Rewrite the portion of the data that opens with the line containing "target: raw buckwheat groats" and closes with the line containing "71), (51, 59)]", putting "dry buckwheat groats" wherever "raw buckwheat groats" appears and leaving every other character as it is.

────────

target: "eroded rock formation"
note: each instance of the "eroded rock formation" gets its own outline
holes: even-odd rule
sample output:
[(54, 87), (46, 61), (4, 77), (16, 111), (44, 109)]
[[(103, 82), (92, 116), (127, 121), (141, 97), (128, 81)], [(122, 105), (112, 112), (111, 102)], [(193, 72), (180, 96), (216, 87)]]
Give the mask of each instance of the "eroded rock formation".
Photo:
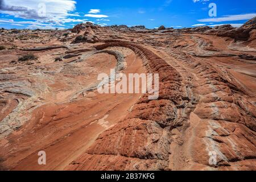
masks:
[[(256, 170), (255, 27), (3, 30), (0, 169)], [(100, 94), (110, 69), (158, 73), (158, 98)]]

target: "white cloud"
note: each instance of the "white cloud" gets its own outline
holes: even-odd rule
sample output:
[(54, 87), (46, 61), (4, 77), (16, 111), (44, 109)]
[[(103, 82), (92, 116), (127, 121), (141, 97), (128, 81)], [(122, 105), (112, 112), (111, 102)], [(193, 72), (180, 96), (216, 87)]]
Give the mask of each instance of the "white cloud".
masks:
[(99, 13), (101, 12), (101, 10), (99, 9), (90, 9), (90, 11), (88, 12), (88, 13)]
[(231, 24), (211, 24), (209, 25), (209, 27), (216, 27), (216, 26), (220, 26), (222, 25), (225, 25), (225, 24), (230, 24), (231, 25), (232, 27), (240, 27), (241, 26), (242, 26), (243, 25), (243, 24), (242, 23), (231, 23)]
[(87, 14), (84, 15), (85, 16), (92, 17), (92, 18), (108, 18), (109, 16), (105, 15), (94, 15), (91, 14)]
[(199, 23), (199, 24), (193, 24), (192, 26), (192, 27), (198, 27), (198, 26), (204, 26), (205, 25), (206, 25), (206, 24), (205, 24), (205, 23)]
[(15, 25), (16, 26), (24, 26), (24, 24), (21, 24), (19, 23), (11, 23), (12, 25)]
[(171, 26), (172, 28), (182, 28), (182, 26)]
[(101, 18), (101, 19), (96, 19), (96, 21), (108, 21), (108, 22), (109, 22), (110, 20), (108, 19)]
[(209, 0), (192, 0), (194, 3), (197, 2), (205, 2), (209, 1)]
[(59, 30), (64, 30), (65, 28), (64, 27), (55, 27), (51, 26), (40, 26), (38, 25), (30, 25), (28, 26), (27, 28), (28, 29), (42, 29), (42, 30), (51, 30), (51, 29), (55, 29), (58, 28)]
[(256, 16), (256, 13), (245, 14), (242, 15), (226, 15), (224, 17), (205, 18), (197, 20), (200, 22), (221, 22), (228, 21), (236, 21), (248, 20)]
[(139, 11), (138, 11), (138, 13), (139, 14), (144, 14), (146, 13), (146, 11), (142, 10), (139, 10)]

────────

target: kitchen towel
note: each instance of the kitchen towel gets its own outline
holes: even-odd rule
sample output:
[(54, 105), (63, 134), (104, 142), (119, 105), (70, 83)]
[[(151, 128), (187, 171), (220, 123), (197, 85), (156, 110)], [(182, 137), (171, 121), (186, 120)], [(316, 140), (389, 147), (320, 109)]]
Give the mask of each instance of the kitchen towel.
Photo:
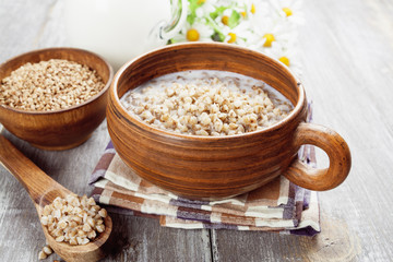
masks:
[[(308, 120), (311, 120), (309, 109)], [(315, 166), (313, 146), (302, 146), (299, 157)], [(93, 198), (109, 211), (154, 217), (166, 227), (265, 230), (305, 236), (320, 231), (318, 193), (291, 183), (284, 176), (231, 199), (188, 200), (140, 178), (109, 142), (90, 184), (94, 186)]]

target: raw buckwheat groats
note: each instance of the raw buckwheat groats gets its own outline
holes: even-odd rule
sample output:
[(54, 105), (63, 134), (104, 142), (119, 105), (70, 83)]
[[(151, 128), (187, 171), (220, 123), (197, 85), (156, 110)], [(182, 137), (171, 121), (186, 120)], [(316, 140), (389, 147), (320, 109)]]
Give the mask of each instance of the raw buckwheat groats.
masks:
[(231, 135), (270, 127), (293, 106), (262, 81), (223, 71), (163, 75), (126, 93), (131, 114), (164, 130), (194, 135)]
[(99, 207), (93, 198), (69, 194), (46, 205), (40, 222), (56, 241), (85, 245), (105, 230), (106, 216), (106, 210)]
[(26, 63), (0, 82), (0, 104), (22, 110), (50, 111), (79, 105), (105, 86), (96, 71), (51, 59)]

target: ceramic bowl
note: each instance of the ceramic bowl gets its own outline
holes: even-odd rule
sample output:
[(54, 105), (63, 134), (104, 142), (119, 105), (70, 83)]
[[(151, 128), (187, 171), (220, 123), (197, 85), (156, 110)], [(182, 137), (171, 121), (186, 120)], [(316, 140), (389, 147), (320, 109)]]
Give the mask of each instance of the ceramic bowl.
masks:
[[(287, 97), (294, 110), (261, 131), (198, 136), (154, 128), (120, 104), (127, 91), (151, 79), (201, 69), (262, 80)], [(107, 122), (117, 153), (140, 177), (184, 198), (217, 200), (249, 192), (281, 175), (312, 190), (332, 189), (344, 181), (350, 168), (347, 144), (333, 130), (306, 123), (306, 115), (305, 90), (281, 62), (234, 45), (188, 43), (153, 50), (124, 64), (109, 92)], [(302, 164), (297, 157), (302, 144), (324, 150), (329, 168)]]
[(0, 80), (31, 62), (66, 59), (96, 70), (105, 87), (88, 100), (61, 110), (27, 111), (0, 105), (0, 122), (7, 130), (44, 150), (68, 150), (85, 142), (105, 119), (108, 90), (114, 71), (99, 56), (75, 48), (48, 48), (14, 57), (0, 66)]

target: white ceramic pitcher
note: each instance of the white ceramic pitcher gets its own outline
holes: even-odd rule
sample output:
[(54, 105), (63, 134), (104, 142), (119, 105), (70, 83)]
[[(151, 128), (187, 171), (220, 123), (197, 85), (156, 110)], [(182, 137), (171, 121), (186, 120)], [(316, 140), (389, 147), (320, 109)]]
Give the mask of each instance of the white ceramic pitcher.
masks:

────────

**The reply**
target: dry buckwheat groats
note: each instance of the dry buckwheat groats gets its own outline
holes: even-odd rule
sample output:
[(54, 105), (63, 134), (104, 142), (119, 105), (70, 83)]
[[(151, 128), (187, 171), (220, 123), (197, 85), (156, 110)], [(182, 137), (171, 121), (186, 120)], [(316, 140), (389, 147), (320, 109)]]
Give the mask of each instance of the dry buckwheat groats.
masks:
[(231, 135), (270, 127), (293, 106), (262, 81), (223, 71), (163, 75), (126, 93), (131, 114), (164, 130), (194, 135)]
[(99, 207), (93, 198), (69, 194), (46, 205), (40, 222), (56, 241), (85, 245), (105, 230), (106, 216), (106, 210)]
[(26, 63), (0, 82), (0, 104), (22, 110), (50, 111), (79, 105), (105, 86), (96, 71), (51, 59)]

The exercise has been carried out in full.